Acción requerida: En el fragmento del documento sobre el trayecto por los túneles de Santa Fe, ¿con qué fórmula procuran hacer llevadero el viaje?

Fragmento del documento:
....................
Feliz de terminar mi jornada laboral bajaba por los llamados túneles de Santa Fe, que conectan el poniente con el sur de la ciudad. Tan pronto entramos a ellos –una vía de cuota como todos los nuevos caminos capitalinos- Adri y yo intuimos un viaje largo hasta casa dado el embotellamiento. Procuramos hacer el viaje llevadero con nuestra fórmula infalible: buena música y aún mejor conversación.

Cerca de un kilómetro antes de salir de la zona de cuota, descubrimos el motivo del atasco: un par de trabajadores diligentes retiraban los vestigios de un choque reciente. Calculamos no más de 20 minutos de ocurrido y sonreímos ante el nuevo panorama, que nos prometía estar en casa pronto, quizá antes del anochecer.
....................
Información proporcionada:
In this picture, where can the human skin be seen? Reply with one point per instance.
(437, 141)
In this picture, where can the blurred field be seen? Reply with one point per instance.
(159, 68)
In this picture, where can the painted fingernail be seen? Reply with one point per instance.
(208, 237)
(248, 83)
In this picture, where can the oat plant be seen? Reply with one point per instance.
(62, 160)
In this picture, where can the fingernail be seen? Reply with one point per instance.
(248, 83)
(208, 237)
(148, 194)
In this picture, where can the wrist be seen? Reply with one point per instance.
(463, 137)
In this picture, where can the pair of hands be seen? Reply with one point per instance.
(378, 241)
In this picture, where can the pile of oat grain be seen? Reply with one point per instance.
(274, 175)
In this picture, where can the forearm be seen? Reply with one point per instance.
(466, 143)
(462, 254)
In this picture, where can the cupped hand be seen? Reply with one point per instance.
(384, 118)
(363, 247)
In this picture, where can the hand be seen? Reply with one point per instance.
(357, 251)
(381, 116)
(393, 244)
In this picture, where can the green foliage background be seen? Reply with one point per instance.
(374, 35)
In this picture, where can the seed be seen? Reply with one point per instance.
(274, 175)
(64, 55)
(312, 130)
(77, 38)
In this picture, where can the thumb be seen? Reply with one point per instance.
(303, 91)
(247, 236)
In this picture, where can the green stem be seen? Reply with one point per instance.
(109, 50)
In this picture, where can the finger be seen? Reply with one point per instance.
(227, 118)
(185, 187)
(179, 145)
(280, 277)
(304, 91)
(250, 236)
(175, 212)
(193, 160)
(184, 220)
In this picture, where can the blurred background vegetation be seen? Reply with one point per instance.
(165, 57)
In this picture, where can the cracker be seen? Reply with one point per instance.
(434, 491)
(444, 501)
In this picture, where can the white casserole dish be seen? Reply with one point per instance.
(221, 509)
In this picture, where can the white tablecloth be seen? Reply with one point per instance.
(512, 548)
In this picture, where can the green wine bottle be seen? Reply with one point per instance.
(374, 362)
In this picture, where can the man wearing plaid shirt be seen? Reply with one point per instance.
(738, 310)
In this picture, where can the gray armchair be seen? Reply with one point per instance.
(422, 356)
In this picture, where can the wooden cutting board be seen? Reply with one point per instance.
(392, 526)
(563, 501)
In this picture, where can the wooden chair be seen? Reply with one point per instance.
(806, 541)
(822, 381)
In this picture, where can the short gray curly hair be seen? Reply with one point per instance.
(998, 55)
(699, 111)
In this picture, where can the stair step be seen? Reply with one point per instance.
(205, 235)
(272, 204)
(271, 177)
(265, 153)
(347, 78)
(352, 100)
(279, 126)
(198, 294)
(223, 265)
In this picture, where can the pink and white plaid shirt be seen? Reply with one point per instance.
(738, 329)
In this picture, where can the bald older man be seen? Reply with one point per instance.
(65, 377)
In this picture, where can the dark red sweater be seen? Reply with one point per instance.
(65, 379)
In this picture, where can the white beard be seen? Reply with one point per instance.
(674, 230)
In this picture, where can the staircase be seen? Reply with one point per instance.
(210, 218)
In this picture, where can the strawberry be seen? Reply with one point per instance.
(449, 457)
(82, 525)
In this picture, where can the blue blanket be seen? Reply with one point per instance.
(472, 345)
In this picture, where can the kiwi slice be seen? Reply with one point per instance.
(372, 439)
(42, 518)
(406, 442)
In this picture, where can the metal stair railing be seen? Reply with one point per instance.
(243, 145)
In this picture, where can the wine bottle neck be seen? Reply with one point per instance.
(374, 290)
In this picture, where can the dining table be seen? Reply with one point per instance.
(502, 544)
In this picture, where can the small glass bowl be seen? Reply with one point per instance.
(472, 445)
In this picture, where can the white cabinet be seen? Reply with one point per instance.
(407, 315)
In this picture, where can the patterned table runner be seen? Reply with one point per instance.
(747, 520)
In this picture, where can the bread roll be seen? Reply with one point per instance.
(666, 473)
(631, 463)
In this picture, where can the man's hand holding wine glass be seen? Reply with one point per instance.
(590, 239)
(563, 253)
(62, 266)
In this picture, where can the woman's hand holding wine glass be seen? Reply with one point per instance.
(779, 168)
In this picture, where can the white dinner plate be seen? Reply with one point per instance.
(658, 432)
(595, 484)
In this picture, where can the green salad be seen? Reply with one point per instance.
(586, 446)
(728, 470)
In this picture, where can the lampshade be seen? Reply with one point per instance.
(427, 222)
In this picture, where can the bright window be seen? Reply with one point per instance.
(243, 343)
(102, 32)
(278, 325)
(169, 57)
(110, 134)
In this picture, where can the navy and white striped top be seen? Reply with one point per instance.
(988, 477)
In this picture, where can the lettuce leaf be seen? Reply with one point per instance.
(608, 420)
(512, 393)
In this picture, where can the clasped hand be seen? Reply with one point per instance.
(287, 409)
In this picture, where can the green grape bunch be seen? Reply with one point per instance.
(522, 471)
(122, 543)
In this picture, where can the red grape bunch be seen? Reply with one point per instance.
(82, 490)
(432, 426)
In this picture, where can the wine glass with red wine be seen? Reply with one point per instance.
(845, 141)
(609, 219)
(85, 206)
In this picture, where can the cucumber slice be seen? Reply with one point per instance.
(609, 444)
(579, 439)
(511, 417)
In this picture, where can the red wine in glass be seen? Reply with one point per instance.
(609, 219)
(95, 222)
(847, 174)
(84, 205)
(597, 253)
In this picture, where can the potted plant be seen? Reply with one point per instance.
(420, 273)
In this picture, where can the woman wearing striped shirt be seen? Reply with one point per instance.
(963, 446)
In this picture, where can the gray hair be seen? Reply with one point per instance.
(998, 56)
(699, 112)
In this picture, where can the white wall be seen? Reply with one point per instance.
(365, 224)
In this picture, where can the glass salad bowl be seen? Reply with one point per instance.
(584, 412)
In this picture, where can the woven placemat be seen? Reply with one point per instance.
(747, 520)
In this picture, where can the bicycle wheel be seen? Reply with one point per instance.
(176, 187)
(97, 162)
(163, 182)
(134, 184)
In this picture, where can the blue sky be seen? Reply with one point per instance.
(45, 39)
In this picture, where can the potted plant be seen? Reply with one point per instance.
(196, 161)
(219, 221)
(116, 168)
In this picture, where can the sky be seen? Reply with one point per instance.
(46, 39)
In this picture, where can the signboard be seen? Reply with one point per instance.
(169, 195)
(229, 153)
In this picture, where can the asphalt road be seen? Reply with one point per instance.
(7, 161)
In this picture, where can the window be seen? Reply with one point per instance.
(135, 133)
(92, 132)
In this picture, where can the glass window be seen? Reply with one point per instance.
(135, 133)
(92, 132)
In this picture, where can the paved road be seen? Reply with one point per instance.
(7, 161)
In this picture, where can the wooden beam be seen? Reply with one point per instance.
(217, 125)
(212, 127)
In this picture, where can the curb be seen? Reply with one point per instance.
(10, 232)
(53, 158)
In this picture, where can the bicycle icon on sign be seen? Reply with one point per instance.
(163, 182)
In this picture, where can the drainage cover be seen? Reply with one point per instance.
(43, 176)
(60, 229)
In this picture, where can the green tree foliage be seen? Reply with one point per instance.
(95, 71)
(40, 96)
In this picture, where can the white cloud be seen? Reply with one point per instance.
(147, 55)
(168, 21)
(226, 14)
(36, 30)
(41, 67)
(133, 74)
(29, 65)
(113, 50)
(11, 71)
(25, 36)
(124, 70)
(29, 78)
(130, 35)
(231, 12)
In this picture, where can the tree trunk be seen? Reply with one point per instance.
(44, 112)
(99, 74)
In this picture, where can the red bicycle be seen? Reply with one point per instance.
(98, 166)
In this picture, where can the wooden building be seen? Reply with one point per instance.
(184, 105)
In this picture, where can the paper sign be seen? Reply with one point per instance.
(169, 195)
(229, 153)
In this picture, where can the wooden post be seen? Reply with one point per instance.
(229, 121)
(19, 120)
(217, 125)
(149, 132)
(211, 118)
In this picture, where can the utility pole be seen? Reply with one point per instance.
....................
Respuesta del ejercicio: Con buena música y aún mejor conversación.